• _Short problem_
Find each line in the records below that contains the word "shower" and copy those lines.

• _Provided information_
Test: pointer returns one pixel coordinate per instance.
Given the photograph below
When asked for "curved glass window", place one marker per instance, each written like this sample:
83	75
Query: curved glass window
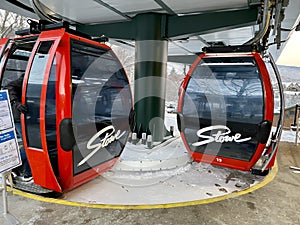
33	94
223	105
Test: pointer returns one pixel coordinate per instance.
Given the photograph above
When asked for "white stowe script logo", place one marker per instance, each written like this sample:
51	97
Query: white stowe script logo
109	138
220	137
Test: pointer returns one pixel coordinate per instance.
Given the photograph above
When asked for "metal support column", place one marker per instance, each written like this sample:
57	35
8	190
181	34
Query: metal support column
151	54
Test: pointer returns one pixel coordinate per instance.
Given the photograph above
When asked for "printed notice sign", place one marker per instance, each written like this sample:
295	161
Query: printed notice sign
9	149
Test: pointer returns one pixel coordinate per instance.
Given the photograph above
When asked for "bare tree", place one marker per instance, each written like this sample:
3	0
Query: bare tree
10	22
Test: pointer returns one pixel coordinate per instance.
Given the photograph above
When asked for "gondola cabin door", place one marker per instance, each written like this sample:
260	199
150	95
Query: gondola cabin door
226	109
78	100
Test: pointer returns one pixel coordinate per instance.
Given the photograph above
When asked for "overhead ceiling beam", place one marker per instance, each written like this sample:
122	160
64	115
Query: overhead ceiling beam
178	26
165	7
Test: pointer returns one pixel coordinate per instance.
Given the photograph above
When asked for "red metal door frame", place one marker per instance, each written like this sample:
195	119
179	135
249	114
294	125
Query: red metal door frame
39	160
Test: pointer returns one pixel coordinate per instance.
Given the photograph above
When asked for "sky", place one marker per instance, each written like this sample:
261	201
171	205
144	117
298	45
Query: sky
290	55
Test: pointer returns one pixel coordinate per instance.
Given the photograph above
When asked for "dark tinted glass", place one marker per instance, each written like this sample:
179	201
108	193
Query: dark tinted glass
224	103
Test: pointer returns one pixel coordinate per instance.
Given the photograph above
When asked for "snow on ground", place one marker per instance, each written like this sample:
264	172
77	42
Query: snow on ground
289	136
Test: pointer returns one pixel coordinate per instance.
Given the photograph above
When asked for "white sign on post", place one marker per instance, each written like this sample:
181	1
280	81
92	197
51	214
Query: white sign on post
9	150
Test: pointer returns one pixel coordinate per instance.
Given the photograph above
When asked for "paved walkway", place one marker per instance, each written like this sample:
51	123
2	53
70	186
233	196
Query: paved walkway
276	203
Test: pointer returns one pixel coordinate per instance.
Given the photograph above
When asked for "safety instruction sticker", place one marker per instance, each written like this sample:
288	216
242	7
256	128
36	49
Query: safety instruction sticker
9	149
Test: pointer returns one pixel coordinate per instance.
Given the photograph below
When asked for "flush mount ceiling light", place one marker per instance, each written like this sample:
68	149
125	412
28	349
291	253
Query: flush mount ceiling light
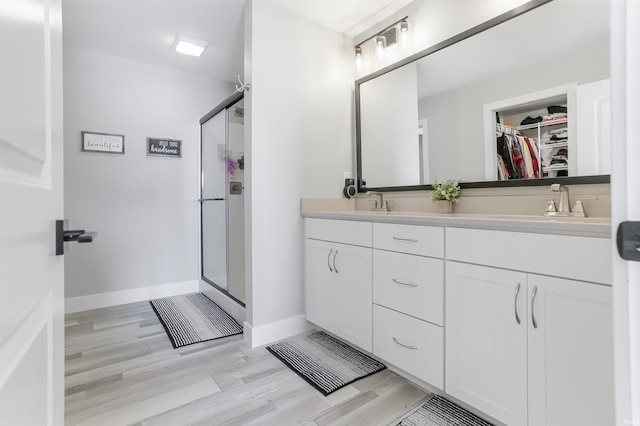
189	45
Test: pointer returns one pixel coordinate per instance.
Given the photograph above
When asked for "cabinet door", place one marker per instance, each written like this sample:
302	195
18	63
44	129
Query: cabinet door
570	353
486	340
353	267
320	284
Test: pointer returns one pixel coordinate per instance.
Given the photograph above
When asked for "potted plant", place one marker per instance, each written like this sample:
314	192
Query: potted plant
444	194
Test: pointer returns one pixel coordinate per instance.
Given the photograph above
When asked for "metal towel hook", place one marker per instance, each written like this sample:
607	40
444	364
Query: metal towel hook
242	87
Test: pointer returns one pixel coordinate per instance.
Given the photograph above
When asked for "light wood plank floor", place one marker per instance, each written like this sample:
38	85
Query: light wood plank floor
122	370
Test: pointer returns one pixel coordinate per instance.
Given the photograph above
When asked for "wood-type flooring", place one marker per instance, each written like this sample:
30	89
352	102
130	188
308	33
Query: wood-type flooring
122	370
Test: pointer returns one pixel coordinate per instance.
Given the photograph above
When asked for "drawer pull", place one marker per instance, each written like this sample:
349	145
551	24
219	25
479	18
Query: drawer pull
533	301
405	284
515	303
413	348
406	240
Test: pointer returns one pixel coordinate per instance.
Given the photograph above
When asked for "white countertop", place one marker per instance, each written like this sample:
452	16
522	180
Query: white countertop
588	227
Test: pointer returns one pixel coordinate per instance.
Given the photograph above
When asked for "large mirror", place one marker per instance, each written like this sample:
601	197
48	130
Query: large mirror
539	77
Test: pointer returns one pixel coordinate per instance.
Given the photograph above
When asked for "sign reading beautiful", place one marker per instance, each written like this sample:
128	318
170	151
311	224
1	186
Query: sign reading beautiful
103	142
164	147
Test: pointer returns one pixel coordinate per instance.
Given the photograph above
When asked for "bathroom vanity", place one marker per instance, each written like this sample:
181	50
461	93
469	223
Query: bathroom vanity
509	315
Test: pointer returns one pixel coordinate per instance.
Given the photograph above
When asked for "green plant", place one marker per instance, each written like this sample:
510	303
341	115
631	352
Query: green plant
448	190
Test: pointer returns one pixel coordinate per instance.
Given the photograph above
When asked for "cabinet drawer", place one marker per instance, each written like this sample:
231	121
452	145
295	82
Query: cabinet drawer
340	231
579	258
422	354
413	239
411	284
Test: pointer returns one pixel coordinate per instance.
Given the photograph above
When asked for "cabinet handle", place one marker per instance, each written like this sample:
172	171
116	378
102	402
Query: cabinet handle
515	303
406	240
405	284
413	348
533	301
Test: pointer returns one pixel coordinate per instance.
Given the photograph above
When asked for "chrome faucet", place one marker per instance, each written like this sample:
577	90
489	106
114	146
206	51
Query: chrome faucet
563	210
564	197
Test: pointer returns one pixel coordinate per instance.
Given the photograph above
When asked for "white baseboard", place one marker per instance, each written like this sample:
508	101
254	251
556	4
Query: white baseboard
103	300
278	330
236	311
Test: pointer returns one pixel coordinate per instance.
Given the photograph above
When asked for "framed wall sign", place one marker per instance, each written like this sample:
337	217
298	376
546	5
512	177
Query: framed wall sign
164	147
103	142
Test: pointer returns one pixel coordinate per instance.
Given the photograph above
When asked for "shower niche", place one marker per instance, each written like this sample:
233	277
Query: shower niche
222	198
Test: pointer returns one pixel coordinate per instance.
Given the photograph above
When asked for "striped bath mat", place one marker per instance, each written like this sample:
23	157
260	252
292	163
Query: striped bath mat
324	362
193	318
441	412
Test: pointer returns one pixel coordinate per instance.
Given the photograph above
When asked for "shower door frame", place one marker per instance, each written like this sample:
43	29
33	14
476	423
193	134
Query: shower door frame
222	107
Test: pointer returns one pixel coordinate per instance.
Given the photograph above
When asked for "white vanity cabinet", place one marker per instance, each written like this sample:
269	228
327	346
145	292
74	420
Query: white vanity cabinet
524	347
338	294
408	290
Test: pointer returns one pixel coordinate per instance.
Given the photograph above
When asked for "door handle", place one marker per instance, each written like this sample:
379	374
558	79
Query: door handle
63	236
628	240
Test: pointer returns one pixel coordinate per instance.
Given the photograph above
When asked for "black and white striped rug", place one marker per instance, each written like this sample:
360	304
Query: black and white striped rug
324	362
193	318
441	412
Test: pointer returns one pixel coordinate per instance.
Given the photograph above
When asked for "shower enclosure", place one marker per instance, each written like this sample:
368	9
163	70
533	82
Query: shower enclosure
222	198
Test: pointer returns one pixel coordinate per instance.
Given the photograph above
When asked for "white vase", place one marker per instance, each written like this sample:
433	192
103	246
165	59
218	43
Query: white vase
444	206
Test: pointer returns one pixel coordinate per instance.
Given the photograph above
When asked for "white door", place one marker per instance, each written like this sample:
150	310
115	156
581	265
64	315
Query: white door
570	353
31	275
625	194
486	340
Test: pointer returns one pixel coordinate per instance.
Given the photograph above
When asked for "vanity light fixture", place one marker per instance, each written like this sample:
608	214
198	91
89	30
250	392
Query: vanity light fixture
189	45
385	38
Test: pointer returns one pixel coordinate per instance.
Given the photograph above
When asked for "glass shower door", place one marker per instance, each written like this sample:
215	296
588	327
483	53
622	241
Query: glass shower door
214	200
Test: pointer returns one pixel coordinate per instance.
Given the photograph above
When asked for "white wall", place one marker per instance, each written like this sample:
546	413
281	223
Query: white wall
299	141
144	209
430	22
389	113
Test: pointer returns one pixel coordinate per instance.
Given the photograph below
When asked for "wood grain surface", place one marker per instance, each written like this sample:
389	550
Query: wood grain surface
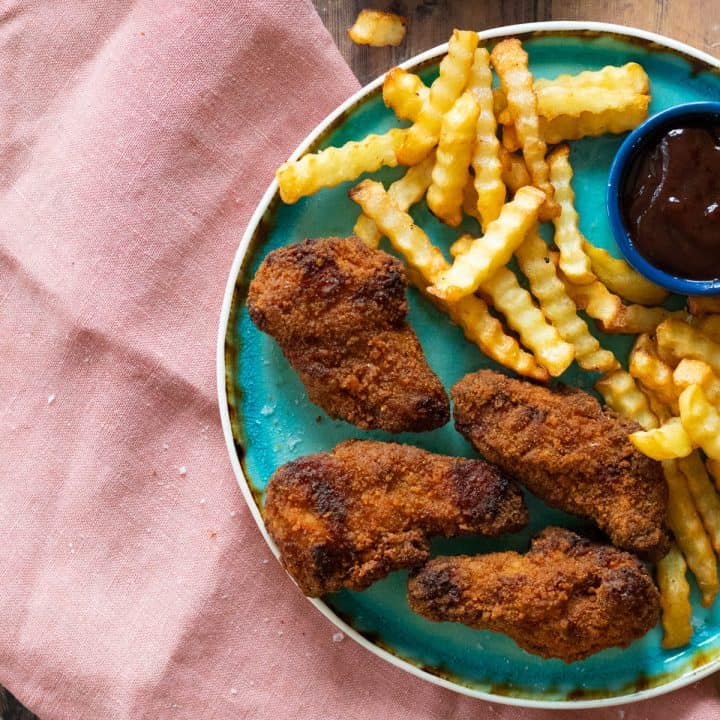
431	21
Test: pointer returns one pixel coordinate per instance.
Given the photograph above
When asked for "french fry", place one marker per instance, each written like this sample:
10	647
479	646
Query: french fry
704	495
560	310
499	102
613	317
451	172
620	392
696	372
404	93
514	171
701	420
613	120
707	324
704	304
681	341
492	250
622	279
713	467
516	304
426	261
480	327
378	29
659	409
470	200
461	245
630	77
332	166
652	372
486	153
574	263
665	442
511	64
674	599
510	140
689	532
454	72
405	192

• _Correct response_
When asked for "shower niche", place one marker per instance, each written like this sample:
Query: shower niche
When asked for "shower door frame", place one marker per instance, each written like this sample:
Query: shower door frame
When asked for "shower enclosure", place one marker per instance, each written like this sample:
Query: shower enclosure
When asked for "glass shower door", place one marker per instance, each written like this sample:
Query: glass shower door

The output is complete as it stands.